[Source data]
- - -

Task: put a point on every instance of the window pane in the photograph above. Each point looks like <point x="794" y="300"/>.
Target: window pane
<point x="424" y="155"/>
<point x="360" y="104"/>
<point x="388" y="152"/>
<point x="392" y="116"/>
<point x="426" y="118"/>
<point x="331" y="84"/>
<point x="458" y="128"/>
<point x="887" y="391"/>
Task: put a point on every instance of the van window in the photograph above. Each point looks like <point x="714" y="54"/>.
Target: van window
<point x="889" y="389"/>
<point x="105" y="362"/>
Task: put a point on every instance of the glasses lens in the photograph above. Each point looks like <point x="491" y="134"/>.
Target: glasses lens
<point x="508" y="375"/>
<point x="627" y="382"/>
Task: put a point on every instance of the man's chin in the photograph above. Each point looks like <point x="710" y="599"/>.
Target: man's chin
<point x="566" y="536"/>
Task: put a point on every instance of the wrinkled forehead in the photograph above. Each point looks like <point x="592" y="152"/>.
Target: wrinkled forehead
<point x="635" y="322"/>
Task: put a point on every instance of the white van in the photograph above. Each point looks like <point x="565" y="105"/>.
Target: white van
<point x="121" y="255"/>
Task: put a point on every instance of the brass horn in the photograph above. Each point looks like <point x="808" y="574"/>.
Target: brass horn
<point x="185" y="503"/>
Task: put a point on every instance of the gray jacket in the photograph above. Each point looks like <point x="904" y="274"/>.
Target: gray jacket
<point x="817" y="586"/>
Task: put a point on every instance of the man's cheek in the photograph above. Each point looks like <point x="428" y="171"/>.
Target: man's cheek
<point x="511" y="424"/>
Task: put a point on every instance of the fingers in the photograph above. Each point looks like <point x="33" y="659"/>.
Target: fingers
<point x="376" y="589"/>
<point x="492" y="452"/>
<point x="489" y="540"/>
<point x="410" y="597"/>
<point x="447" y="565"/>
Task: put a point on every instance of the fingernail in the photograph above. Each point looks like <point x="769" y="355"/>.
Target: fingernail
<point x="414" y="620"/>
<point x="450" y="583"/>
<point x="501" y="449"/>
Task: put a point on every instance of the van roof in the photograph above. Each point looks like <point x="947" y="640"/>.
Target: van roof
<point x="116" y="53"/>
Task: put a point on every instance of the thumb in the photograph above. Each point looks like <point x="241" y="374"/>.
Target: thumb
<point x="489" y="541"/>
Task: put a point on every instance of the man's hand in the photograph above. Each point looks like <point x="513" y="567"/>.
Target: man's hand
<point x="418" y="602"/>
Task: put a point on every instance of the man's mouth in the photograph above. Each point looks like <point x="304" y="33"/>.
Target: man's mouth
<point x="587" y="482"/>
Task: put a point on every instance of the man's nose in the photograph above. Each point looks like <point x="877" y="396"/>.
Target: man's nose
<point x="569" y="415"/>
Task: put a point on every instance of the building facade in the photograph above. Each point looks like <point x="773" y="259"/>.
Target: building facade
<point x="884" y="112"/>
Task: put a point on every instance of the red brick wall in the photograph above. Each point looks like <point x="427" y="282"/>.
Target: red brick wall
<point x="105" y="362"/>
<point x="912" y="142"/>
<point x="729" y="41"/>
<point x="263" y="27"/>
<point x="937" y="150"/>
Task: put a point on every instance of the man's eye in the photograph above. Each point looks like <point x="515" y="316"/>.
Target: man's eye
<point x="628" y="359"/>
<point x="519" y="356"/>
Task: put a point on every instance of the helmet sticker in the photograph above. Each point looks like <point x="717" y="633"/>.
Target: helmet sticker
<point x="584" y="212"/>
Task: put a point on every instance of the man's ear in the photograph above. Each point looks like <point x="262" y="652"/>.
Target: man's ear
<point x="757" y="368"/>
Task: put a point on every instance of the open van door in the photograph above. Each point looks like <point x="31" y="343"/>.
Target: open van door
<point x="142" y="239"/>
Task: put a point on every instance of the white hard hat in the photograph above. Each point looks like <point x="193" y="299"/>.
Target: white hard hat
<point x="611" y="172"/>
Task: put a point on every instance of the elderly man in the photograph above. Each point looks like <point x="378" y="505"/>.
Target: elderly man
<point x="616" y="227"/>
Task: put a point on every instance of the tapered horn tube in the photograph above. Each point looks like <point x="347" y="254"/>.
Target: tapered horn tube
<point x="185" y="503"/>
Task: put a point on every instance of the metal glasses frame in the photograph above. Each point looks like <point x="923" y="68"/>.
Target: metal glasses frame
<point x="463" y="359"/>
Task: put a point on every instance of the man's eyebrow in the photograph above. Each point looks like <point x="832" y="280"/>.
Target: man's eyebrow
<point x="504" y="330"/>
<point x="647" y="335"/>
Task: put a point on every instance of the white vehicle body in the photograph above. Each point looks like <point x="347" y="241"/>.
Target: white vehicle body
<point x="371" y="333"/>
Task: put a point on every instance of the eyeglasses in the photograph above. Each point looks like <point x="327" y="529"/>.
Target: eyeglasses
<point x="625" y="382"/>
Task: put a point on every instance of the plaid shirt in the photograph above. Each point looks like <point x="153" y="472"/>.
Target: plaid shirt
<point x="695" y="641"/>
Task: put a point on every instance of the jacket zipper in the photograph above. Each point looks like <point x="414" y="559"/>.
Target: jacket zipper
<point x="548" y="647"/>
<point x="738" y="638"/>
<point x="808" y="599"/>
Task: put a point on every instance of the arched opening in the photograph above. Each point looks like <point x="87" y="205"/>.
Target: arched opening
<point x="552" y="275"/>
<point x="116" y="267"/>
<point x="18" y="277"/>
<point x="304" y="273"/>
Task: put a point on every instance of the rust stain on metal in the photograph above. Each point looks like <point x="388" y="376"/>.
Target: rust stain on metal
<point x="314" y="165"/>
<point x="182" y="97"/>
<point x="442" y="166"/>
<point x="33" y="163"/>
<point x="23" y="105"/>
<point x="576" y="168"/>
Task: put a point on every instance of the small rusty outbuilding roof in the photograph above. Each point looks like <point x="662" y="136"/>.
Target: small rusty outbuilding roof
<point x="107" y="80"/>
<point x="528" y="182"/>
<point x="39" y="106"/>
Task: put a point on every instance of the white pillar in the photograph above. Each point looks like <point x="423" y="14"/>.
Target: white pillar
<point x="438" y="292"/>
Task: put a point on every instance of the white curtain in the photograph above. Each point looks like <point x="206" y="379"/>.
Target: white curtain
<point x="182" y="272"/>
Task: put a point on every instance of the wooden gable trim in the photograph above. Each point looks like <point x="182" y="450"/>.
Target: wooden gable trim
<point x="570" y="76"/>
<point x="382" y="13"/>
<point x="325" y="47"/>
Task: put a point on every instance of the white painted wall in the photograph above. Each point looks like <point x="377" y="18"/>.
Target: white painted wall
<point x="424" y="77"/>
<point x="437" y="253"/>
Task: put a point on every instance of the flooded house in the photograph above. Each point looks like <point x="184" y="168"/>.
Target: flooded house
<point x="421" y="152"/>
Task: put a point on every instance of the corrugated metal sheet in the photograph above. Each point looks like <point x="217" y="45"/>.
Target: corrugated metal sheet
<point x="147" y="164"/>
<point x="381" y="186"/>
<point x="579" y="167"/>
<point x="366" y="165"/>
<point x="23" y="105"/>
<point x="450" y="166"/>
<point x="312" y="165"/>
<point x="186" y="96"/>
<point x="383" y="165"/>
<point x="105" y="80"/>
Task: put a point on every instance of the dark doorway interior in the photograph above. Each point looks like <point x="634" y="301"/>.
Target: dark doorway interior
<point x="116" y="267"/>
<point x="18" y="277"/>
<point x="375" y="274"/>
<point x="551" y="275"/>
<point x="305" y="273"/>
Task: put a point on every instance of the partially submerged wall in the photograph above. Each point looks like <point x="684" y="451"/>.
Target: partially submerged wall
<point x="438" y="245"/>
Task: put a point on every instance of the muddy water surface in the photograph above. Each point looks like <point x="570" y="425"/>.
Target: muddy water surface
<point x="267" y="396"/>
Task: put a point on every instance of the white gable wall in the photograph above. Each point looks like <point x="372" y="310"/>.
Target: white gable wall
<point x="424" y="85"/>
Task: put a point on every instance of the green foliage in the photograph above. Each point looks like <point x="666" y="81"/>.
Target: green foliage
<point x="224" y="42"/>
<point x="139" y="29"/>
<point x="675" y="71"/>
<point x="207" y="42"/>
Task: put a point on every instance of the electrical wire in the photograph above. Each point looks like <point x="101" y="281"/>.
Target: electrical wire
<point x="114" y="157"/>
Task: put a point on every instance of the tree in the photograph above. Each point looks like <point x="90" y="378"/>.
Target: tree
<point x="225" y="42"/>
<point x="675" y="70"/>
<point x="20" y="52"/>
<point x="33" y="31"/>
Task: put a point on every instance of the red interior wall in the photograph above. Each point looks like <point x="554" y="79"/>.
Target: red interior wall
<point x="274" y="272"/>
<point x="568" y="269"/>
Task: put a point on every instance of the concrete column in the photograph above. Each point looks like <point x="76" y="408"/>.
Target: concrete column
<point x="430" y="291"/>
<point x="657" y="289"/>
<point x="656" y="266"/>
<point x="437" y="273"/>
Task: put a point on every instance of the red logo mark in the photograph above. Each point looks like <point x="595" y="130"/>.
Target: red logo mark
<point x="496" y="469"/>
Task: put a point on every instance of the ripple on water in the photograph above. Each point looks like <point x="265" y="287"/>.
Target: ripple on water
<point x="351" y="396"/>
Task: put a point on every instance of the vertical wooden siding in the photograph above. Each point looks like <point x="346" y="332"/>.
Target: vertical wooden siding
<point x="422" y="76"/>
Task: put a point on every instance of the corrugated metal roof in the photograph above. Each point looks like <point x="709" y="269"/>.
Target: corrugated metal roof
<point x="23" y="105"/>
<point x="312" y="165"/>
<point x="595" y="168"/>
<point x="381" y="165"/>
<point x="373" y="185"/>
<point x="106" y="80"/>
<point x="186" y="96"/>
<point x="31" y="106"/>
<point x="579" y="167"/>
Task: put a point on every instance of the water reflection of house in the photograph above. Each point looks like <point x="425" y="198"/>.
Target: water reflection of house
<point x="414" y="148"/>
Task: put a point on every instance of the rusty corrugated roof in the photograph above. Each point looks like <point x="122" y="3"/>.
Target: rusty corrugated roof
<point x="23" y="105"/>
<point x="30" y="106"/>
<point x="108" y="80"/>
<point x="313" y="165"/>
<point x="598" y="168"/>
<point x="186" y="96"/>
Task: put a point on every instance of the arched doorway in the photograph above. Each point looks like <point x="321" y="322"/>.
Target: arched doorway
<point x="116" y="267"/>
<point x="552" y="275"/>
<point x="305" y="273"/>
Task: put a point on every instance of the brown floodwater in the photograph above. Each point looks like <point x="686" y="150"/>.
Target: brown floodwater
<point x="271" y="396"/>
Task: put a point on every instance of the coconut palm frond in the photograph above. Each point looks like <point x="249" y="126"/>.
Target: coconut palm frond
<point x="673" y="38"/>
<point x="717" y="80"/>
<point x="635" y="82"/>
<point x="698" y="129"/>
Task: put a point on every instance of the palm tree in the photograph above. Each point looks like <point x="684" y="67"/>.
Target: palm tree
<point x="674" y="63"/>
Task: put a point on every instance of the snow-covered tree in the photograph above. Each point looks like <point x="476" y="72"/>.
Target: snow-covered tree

- - -

▶ Direction
Please take the lines starting at the one containing "Task: put a point on every instance of the palm" and running through the last of the source data, and format them as a numbered list with blank lines dropped.

▶ Written response
1. Task: put a point on every instance of the palm tree in the photograph above. Each point looks like <point x="684" y="67"/>.
2. Target: palm tree
3. <point x="674" y="63"/>
4. Task: put a point on every instance of the snow-covered tree in the photograph above. Each point looks like <point x="476" y="72"/>.
5. Target: snow-covered tree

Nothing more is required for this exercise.